#### [Reading text]
6. AMENDMENT; WAIVER. No amendment, alteration or modification of
this Agreement shall be valid unless in each instance such amendment,
alteration or modification is expressed in a written instrument executed by
Delta and the Company. No waiver of any provision of this Agreement shall be
valid unless it is expressed in a written instrument duly executed by the
party or parties making such waiver. The failure of any party to insist, in
any one or more instances, on performance of any of the terms and conditions
of this Agreement shall not be construed as a waiver or relinquishment of any
rights granted hereunder or of the future performance of any such term,
covenant or condition but the obligation of any party with respect thereto
shall continue in full force and effect.
7. NOTICES. All notices and other communications required or
permitted hereunder shall be in writing and shall be mailed by first-class
mail, postage prepaid, or transmitted by facsimile or delivered by nationally
recognized overnight courier, addressed:
if to Delta, to the following address:
Delta Air Lines, Inc.
0000 Xxxxx Xxxx.
Xxxxxxx, Xxxxxxx 00000
Attention: Sr. Vice President - Finance, Treasury and Corp. Dev.
Phone: (000) 000-0000
Fax: (000) 000-0000
with a copy to:
Delta Air Lines, Inc.
0000 Xxxxx Xxxx.
Xxxxxxx, Xxxxxxx 00000
Attention: Sr. Vice President and General Counsel
Phone: (000) 000-0000
Fax: (000) 000-0000
and
if to the Company, to the following address, or at such other
address as the Company shall have furnished to Delta:
Republic Airways Holdings Inc.
0000 X. Xxxx Xxxxxx Xxxx,
Xxxxx 000
Xxxxxxxxxxxx, XX 00000
Attention: Xxxxx Xxxxxxx
Phone: 000-000-0000
Fax: 000-000-0000
Alternatively, to such other address as a party hereto supplies to the other
party in writing.
8. SUCCESSORS AND ASSIGNS. All the terms and provisions of this
Agreement shall be binding upon and inure to the benefit of and be
enforceable by the respective permitted transferees, successors and assigns
of the parties hereto; provided, that neither party hereto may assign its
rights hereunder without the prior written consent of the other party (such
consent not to be unreasonably withheld).

#### [Data listing]
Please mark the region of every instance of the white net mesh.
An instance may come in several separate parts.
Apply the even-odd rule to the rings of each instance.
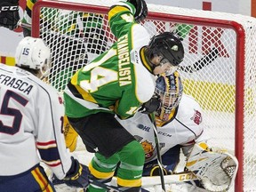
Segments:
[[[58,1],[48,0],[48,5],[39,9],[38,13],[35,12],[32,24],[33,36],[40,33],[52,50],[52,68],[48,81],[59,91],[64,89],[77,68],[115,42],[107,20],[113,1],[70,1],[57,4]],[[88,6],[92,4],[94,5]],[[211,145],[225,148],[232,154],[236,150],[242,177],[238,175],[236,186],[244,191],[256,191],[256,155],[252,151],[256,143],[255,19],[156,4],[148,6],[149,14],[142,25],[151,36],[175,30],[183,37],[185,59],[179,70],[185,92],[204,108],[205,132],[212,137]],[[39,16],[40,29],[36,29]],[[239,75],[236,80],[236,75]],[[236,102],[236,95],[239,95]],[[236,119],[236,111],[240,112]],[[243,115],[244,122],[239,126]]]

#### [Directives]
(a) According to the contract excerpt, why would a change to the agreement that was agreed on only orally not be valid? Answer in one to three sentences.
(b) Could you convert every line of the entries into a JSON list of strings, one string per line, skipping blank lines and leaving the pictures out?
The contract excerpt and the entries are separate, unrelated material.

#### [Results of the tasks]
(a) Section 6 states that no amendment, alteration or modification of the agreement is valid unless, in each instance, it is expressed in a written instrument executed by Delta and the Company. An orally agreed change lacks such a written instrument, so it would not be valid.

(b)
[
  "Please mark the region of every instance of the white net mesh.",
  "An instance may come in several separate parts.",
  "Apply the even-odd rule to the rings of each instance.",
  "Segments:",
  "[[[58,1],[48,0],[48,5],[39,9],[38,13],[35,12],[32,24],[33,36],[40,33],[52,50],[52,68],[48,81],[59,91],[64,89],[77,68],[115,42],[107,20],[113,1],[70,1],[57,4]],[[88,6],[92,4],[94,5]],[[211,145],[225,148],[232,154],[236,150],[242,177],[238,175],[236,186],[244,191],[256,191],[256,155],[252,151],[256,143],[255,19],[156,4],[148,6],[149,14],[142,25],[151,36],[175,30],[183,37],[185,59],[179,70],[185,92],[204,108],[205,132],[212,137]],[[39,16],[40,29],[36,29]],[[239,75],[236,80],[236,75]],[[236,102],[236,95],[239,95]],[[236,119],[236,111],[240,112]],[[243,115],[244,122],[239,126]]]"
]